### Quoted passage

________________

From: Life, Liberty, and The Pursuit of Happiness. How the Natural Law concept of G.W. Leibniz Inspired America's Founding Fathers.

The concepts of "natural law" and the phrase "Laws of Nature" (of which Law of Nations is built upon) are found within the Declaration of Independence itself:

When in the Course of human events, it becomes necessary for one people to dissolve the political bands which have connected them with another, and to assume among the powers of the earth, the separate and equal station to which the Laws of Nature and of Nature's God entitle them, a decent respect to the opinions of mankind requires that they should declare the causes which impel them to the separation.

We hold these truths to be self-evident, that all men are created equal, that they are endowed by their Creator with certain unalienable Rights, that among these are Life, Liberty and the pursuit of Happiness.--That to secure these rights, Governments are instituted among Men, deriving their just powers from the consent of the governed

Those (& others) are clearly NOT derived from English law, but rather from natural law concepts (which can be found in Vattel's Law of Nations).

The Constitution

The concepts of "natural law" continued in the Constitution:

We the People of the United States, in Order to form a more perfect Union

...

Article 1. section 8, clause 10:

"To define and punish Piracies and Felonies committed on the high Seas, and Offences against the Law of Nations"

Again, those phrases are not from English common law, but rather from natural law and even mention Vattel's book by name, "Law of Nations."

--- NEWLY ADDED ---
James Madison wrote to George Washington, N. York Octr. 18. 1787:
"Since the Revolution every State has made great inroads & with great propriety in many instances on this monarchical code.[Edit: Englands "Common Law"] The "revisal of the laws" by a Committe of wch. Col. Mason was a member, though not an acting one, abounds with such innovations. The abolition of the right of primogeniture, which I am sure Col. Mason does not disapprove, falls under this head.. What could the Convention have done? If they had in general terms declared the Common law to be in force, they would have broken in upon the legal Code of every State in the most material points: they wd. have done more, they would have brought over from G.B. a thousand heterogeneous & anti-republican doctrines, and even the ecclesiastical Hierarchy itself, for that is a part of the Common law."

________________

### Supplied records
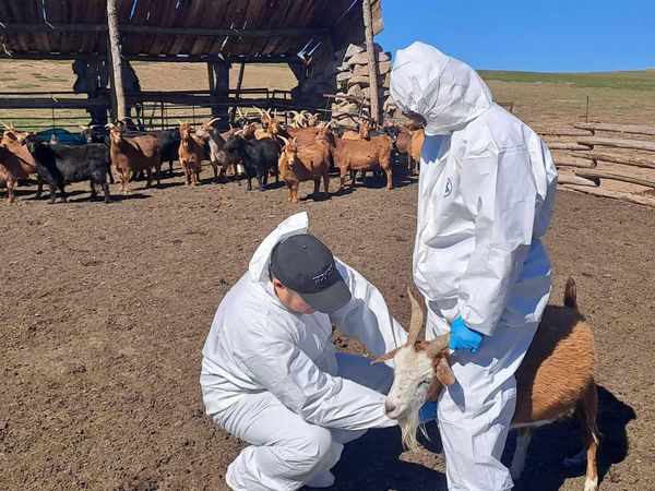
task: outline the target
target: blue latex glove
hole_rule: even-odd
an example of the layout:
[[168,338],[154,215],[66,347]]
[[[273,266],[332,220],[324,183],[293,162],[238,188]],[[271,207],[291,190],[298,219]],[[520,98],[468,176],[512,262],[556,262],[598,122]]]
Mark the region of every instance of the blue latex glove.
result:
[[437,419],[437,402],[428,400],[418,410],[418,422],[420,424],[434,421]]
[[464,351],[477,352],[483,344],[483,335],[469,330],[462,318],[457,318],[451,324],[451,340],[448,344],[450,349],[461,349]]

________________

### Tasks for this exercise
#1 In the piece on natural law and the American founding, to whom was the quoted letter from James Madison addressed?
#2 Continue the piece on natural law and the American founding from where it stops.
The listing isn't needed for anything here.

### Results of the exercise
#1 George Washington.

#2
George Mason, In Convention, Richmond (Debates in the Several State Conventions on the Adoption of the Federal Constitution), Wednesday, June 18, 1788:
"We have it in our power to secure our liberties and happiness on the most unshaken, firm, and permanent basis. We can establish what government we please. But by that paper we are consolidating the United States into one great government, and trusting to constructive security. You will find no such thing in the English government. The common law of England is not the common law of these states."

Why natural law, Vattel vs English common law, Blackstone: "The English common law provided that an alien naturalized is “to all intents and purposes a natural born subject.” Co. Litt. 129 (quoted and cited in Rhodes, 27 F.Cass. at 790). With such recognition, a naturalized citizen would have been eligible to be President of the new Republic."
http://puzo1.blogspot.com/2009/08/law-of-nations-and-not-english-common.html
--- END NEWLY ADDED ---

After the Constitution is penned

--- NEWLY ADDED ---
On April 30, 1789, George Washington took the oath of office as President of the United States from the balcony of Federal Hall in New York City. The President and Congress shared space in Federal Hall with the New York Society Library.
On October 5, 1789, President George Washington checked out two books from the New York Society Library, one of which was Emmerich de Vattel’s "Law of Nations."
--- END NEWLY ADDED ---

Founder and Historian David Ramsay Defines a Natural Born Citizen in 1789.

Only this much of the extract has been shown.